Region pointing data

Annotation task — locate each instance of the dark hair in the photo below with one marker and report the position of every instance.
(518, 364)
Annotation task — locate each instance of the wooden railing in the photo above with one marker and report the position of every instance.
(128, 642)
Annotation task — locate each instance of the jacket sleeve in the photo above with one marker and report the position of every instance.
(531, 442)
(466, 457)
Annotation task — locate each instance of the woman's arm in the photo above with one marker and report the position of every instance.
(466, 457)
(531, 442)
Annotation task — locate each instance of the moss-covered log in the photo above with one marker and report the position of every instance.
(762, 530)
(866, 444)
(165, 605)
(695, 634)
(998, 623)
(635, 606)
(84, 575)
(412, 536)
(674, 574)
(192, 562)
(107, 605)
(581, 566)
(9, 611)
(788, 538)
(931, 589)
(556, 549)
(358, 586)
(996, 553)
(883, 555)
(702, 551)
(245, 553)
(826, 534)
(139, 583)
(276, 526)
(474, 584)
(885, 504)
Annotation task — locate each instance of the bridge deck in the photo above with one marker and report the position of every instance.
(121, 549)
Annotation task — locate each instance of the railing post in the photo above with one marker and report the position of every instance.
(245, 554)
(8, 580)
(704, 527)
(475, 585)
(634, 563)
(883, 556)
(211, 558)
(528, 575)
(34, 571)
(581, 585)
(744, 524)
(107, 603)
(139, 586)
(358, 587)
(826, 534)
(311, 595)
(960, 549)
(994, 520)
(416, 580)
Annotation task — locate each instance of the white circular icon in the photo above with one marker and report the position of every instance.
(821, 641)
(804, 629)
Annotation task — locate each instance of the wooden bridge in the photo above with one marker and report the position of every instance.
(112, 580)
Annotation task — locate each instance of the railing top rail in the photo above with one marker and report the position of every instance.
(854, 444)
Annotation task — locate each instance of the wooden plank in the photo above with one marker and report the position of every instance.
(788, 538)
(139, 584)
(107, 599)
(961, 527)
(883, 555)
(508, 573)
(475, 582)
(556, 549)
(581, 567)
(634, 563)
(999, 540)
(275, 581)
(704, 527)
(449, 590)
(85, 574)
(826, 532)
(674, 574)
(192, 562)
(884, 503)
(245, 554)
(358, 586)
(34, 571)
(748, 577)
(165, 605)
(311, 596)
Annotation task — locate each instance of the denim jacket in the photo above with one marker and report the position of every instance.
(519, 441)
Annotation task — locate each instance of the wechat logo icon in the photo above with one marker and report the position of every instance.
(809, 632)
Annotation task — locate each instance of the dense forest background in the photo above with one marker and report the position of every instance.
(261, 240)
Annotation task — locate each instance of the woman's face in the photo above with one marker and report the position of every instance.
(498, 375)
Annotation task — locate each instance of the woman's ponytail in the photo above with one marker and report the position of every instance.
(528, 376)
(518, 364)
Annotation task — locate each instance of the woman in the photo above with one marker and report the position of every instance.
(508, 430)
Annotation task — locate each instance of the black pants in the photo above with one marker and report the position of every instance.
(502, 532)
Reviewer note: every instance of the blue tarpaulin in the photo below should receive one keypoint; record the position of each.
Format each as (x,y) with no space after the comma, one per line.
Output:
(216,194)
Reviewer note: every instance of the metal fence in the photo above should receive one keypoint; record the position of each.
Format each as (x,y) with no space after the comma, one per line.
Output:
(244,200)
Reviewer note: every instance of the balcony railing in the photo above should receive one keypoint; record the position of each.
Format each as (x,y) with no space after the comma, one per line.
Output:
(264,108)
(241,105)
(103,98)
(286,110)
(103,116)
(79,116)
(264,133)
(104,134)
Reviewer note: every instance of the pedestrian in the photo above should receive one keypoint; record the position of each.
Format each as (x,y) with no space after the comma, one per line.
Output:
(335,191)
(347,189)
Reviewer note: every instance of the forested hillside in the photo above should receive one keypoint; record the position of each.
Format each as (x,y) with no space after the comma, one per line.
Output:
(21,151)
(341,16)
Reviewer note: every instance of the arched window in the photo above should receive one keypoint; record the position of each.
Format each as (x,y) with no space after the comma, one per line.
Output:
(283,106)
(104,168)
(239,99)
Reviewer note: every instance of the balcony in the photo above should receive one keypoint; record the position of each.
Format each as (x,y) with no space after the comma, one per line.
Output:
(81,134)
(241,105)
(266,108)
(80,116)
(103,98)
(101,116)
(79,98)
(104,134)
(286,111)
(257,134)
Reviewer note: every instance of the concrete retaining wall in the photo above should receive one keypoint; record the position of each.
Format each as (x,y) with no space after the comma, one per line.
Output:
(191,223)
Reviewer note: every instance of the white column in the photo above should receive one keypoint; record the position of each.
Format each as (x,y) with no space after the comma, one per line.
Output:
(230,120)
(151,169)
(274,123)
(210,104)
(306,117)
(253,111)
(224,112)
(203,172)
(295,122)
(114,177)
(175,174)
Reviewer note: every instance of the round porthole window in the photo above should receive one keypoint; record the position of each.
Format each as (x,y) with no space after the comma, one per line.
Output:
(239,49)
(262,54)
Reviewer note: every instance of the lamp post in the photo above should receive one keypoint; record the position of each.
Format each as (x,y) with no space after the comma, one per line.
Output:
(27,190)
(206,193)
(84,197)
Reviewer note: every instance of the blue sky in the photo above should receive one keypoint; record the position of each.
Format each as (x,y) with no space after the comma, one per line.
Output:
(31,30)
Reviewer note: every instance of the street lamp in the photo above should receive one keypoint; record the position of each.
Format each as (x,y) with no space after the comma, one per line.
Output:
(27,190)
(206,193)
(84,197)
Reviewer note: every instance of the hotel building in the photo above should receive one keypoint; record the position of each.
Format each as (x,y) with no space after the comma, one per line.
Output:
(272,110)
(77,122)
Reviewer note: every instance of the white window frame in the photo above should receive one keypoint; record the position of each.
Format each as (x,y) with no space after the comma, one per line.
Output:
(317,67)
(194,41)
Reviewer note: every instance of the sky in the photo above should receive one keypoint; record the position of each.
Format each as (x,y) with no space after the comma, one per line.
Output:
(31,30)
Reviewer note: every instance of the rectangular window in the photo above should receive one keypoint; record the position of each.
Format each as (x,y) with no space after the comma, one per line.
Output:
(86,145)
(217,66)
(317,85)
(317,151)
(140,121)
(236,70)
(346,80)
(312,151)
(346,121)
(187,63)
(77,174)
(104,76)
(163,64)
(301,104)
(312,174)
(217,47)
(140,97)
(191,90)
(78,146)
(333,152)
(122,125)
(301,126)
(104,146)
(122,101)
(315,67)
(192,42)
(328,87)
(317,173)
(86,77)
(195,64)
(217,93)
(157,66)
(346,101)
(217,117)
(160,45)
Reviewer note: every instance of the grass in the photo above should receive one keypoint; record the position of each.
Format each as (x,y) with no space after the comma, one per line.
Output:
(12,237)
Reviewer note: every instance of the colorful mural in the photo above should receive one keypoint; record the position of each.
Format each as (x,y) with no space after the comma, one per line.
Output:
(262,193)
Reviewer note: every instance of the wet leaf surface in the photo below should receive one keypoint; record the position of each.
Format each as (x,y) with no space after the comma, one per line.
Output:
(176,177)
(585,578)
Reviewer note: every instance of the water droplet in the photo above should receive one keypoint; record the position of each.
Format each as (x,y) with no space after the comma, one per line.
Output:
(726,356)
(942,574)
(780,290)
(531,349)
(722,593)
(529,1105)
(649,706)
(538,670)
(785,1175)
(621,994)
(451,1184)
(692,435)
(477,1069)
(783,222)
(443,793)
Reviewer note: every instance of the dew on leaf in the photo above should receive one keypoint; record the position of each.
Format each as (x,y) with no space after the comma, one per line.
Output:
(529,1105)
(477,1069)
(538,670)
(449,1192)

WHAT THIS TASK INVOLVES => Give an exact copy of all the data shown above.

SOLUTION TO THE PROBLEM =>
Annotation task — locate each instance of the dark hair in the photo below with one marker and report the position of every instance.
(518, 364)
Annotation task — locate each instance of the wooden railing in the photo above with one marker and report the position of every instance.
(128, 642)
Annotation task — locate each instance of the jacket sleeve in the photo above with one marker and report the position of every instance.
(531, 442)
(466, 457)
Annotation task — locate each instance of the woman's arm in the photo above with one marker and report the position of every instance.
(466, 457)
(531, 442)
Annotation task — locate each instance of the moss-covered log in the photo above with one marker and report the position of every instance.
(762, 530)
(866, 444)
(165, 605)
(695, 634)
(998, 623)
(635, 606)
(84, 575)
(412, 536)
(674, 574)
(192, 562)
(107, 605)
(581, 566)
(9, 611)
(788, 538)
(931, 589)
(556, 549)
(358, 586)
(996, 553)
(883, 555)
(702, 551)
(245, 553)
(826, 534)
(139, 583)
(276, 526)
(474, 584)
(885, 504)
Annotation task — locate each instance of the bridge deck in the photo above with one marker and report the position of every instance.
(121, 549)
Annotation task — locate each instance of the railing post in the photo above with one marker and report the position of every instance.
(245, 554)
(8, 580)
(704, 527)
(475, 585)
(634, 563)
(883, 556)
(211, 558)
(528, 575)
(34, 571)
(581, 585)
(744, 524)
(107, 603)
(139, 586)
(358, 587)
(826, 534)
(311, 595)
(960, 549)
(994, 520)
(416, 580)
Annotation task — locate each instance of the white circular icon in the photo above with one marker and report the position of every instance.
(821, 641)
(804, 629)
Annotation task — locate each instance of the wooden bridge in the photo above with one marker and report the position of every instance.
(112, 580)
Annotation task — locate each instance of the railing top rail in the photo above with one marker and report the position of every instance.
(854, 444)
Annotation task — locate each instance of the wooden plank in the photo above with one marker and report the position of every instance.
(788, 538)
(139, 584)
(107, 599)
(961, 527)
(883, 555)
(508, 573)
(475, 582)
(556, 549)
(581, 567)
(634, 563)
(999, 540)
(275, 581)
(704, 527)
(449, 590)
(85, 574)
(826, 532)
(674, 574)
(192, 562)
(884, 503)
(245, 554)
(358, 586)
(34, 571)
(748, 577)
(165, 605)
(311, 596)
Annotation task — locate each instance of the denim jacket in the photo above with one marker and report the position of every instance.
(519, 441)
Annotation task — locate each instance of the wechat logo icon in the photo above with one marker and report the position of every instance.
(809, 632)
Annotation task — locate each instance of the dense forest background in the photo above with one marker and report the position of every instance.
(261, 240)
Annotation task — locate each instance of the woman's face in the photo above with one marker and report the position of every instance.
(498, 375)
Annotation task — locate each instance of the woman's ponytail in the photo above with one marker and report the position of every instance.
(528, 376)
(518, 364)
Annotation task — locate each instance of the woman in the photo above with one marker and report the position of every instance.
(508, 430)
Annotation task — locate each instance of the black pants in the photo above with one marker and report the position of every instance.
(502, 532)
Reviewer note: every instance of the blue tarpaulin in the photo below should receive one keypoint; record the position of each.
Format each as (x,y) with no space after the comma, one per line.
Output:
(216,194)
Reviewer note: every instance of the metal fence in the photo above should receive one keypoint; record the position of each.
Format each as (x,y) with no space after the comma, one per line.
Output:
(244,200)
Reviewer note: every instance of the balcony railing in the photo above should receive one keypoint; record the position of each.
Format each as (x,y) with no space after the comma, one per line.
Output:
(264,108)
(241,105)
(103,98)
(286,110)
(103,116)
(79,116)
(264,133)
(104,134)
Reviewer note: every instance of the pedestrian in the photo above should receive one keypoint; record the position of each.
Format each as (x,y) with no space after the comma, one per line.
Output:
(335,191)
(347,189)
Reviewer note: every instance of the forested hillside in the photo above should receive one keypoint; record the position of each.
Format each as (x,y) with no space after the comma, one per line.
Output:
(21,151)
(341,16)
Reviewer note: every instance of the arched window in the photo above should receive one keypoint; record the position of each.
Format each as (x,y) with no space after the comma, one per line.
Output:
(283,106)
(104,168)
(239,99)
Reviewer note: every instance of the balcony in the photo above should receive one keypoint; record the position of each.
Format each as (x,y) with no space after the comma, one per line.
Output:
(81,134)
(241,105)
(266,108)
(80,116)
(103,98)
(101,116)
(79,98)
(104,134)
(286,111)
(257,134)
Reviewer note: every instance of the concrete retaining wall in the photo above should receive one keypoint; record the position of each.
Format each as (x,y) with no space after the comma, one per line.
Output:
(191,223)
Reviewer note: every instance of the white column in the photo above should receive one keypoint; record the position of each.
Format each as (x,y) with no space after the comma, one per line.
Output:
(230,120)
(151,169)
(274,123)
(210,104)
(306,117)
(253,111)
(224,112)
(203,172)
(295,122)
(114,177)
(175,174)
Reviewer note: every instance of the round porthole window in the photo above should receive one keypoint; record the position of each.
Format each as (x,y) with no space after the comma, one per line.
Output:
(239,49)
(262,54)
Reviewer note: every instance of the lamp post in the photo above should receive one keypoint; record the position of each.
Format each as (x,y) with no space after the comma, one per line.
Output:
(27,190)
(206,193)
(84,197)
Reviewer note: every instance of the blue sky in the photo above should receive one keypoint; record the position of each.
Format each as (x,y) with no space after the comma, one per line.
Output:
(31,30)
Reviewer note: every instance of the street lamp in the photo above should receive one keypoint; record the position of each.
Format each as (x,y) with no space after the comma, one per line.
Output:
(27,190)
(206,193)
(84,197)
Reviewer note: every instance of the hotel building in the photo above should receive one keypoint; record the position of each.
Format each as (x,y) with no space after the comma, one per line.
Output:
(272,110)
(77,122)
Reviewer note: every instance of the white window frame in the photo above should receive one keypoint; record the position of each.
Format each as (x,y) with no space after the comma, one per line.
Output:
(317,67)
(194,41)
Reviewer note: every instance of the sky in the photo above should receive one keypoint; record the position of each.
Format each as (x,y) with no space after the comma, one per line.
Output:
(31,30)
Reviewer note: every instance of the rectangular window in the photo above should receive one keypoint; record the position of each.
Format each as (x,y) with no space after the comma, one per line.
Output:
(86,145)
(217,66)
(317,85)
(317,151)
(140,121)
(236,70)
(346,80)
(312,151)
(346,121)
(187,63)
(77,174)
(104,76)
(163,64)
(301,104)
(312,174)
(217,47)
(140,97)
(191,90)
(78,146)
(333,152)
(122,125)
(301,126)
(104,146)
(122,101)
(315,67)
(192,42)
(328,87)
(317,173)
(86,77)
(195,64)
(217,93)
(157,66)
(346,101)
(217,117)
(160,45)
Reviewer note: every instance of the grass in the photo above should receive one keypoint; record the position of each.
Format each as (x,y) with no space after the comma, one per line.
Output:
(12,237)
Reviewer note: every instance of the colorful mural in the photo above should receive one keypoint; record the position of each.
Format each as (x,y) with no space after the comma, one per line.
Output:
(262,193)
Reviewer note: every instance of the wet leaf surface in the photo below should receive one keypoint; record the position of each.
Format each as (x,y) with no space after the comma, one per line.
Output:
(176,177)
(585,578)
Reviewer note: every instance of the water droplet in the photo above should receive one keypoint; record the position of each.
Format each as (x,y) with no space after the comma, one per line.
Output:
(726,356)
(942,574)
(780,290)
(531,349)
(722,593)
(529,1105)
(649,706)
(538,670)
(785,1175)
(621,994)
(451,1184)
(692,435)
(477,1069)
(783,222)
(443,793)
Reviewer note: every instance of the dew on leaf in the photo above should receive one keypoint; record the position of each.
Format each as (x,y) with no space after the comma, one per line.
Output:
(529,1105)
(477,1069)
(538,670)
(449,1192)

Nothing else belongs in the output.